* _TASK DESCRIPTION_
Reproduce the lines of the material exactly, excluding every image.

== DATA PROVIDED ==

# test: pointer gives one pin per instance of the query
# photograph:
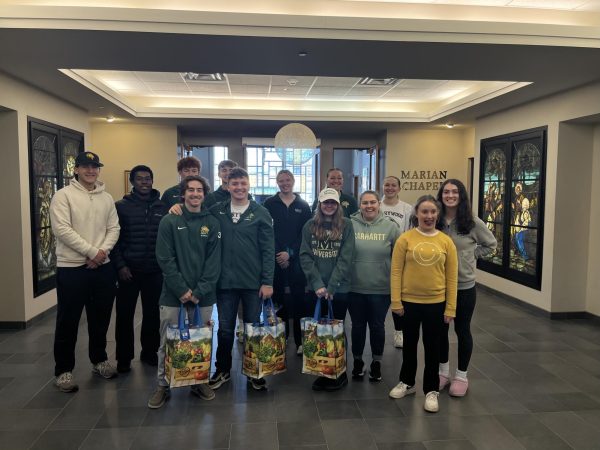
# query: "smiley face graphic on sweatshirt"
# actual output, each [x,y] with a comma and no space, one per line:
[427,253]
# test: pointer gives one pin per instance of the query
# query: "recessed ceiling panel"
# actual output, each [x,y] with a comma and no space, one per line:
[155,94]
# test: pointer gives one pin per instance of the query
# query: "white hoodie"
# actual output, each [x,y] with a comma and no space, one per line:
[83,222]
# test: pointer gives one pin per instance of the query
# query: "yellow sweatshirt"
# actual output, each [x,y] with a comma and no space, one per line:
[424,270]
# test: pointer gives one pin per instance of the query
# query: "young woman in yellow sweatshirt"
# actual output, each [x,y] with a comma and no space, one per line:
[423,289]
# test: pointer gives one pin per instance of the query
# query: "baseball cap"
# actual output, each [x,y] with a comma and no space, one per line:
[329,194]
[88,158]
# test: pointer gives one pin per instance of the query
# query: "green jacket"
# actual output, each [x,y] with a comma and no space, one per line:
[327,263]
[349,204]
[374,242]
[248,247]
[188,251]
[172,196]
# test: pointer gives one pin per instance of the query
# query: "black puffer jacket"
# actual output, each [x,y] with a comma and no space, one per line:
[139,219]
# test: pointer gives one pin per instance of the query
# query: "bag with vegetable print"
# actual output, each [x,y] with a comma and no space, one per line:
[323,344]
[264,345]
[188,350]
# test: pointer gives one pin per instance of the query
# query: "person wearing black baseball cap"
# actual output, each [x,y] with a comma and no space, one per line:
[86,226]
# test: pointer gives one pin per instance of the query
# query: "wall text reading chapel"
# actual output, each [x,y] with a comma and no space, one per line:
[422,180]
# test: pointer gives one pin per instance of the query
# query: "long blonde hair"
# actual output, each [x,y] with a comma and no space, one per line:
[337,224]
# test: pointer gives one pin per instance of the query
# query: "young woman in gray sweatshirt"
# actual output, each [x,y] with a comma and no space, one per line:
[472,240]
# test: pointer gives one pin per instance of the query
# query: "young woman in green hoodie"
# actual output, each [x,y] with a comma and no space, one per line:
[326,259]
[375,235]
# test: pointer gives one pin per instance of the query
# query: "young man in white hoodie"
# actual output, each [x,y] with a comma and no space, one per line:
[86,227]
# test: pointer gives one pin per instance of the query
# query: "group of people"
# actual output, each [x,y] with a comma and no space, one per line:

===

* _RESPONSE FOR THIS EXERCISE_
# test: pointer gives one pin per instance of the query
# photograph:
# query: "smiley face graphic on sweatshirt"
# actual output, each [x,y] with a comma and no space, one per line:
[427,253]
# test: pointer gives one pin per instance of the query
# query: "recessed ceiling panel"
# actual output, each [x,y] with a comma and no space, one per line:
[155,94]
# test: pointer gives one pin per instance of the query
# query: "white hoodie"
# actual output, each [x,y] with a comma and no space, one per line:
[83,222]
# test: pointer gives one pin per instance of the query
# query: "yellow sweatshirt"
# actual output, each [x,y] with a comma and no space, one per line:
[424,270]
# test: pointer gives one pin per instance of the query
# query: "young woman in yellow sweatshirt"
# actual output, each [x,y] with a comma and no space, one per line:
[423,289]
# test: pointer gives one pin per instance of the query
# query: "baseball cap"
# actual output, each [x,y] with a comma and no space, one per line:
[329,194]
[88,158]
# test: pointer gives one pin per instance of the query
# query: "green jacket"
# actual output, each [x,y] with a comma and no space, one per line:
[327,263]
[349,204]
[374,242]
[248,247]
[188,251]
[172,196]
# test: pointer gives one pin per instance of the query
# query: "black puffer jacket"
# actual output, each [x,y] with a comma and no space, one per line:
[139,219]
# test: pointer gives one pin per instance of the query
# query: "bag with vegetable print"
# actual output, each [x,y] with a comma and no space, one per line:
[323,344]
[264,345]
[188,350]
# test: pointer gives one pin per instance of the query
# query: "person wearing black baseball cap"
# actual output, each [x,y] with a comma and no space, one per line:
[86,226]
# test: pointer gives one pin per instance of the query
# query: "wall text reading chapel"
# actual output, each [x,y] with a comma and no space, one per line:
[422,180]
# test: pointer gives one pin per instance of the query
# query: "long blonde hair"
# actual output, each [x,y] with a comma and no space, one per line:
[337,224]
# test: pointer gives one pin per instance of the query
# query: "young woman in gray sweatshirt"
# actual output, each [x,y] with a comma and no space, one per line:
[472,240]
# test: pointer gives one pin per instance of the query
# query: "young woman in green hoodie"
# actual output, each [x,y] with a comma and no space, one per line:
[326,259]
[375,235]
# test: pointer gives one pin per instance of the query
# query: "young man in white hoodie"
# actual output, each [x,y] with a comma and no space, one per line:
[86,227]
# test: pointer gives one pin per instance of the query
# query: "group of people"
# actual output, each [x,y] with a comma and no space, one per line:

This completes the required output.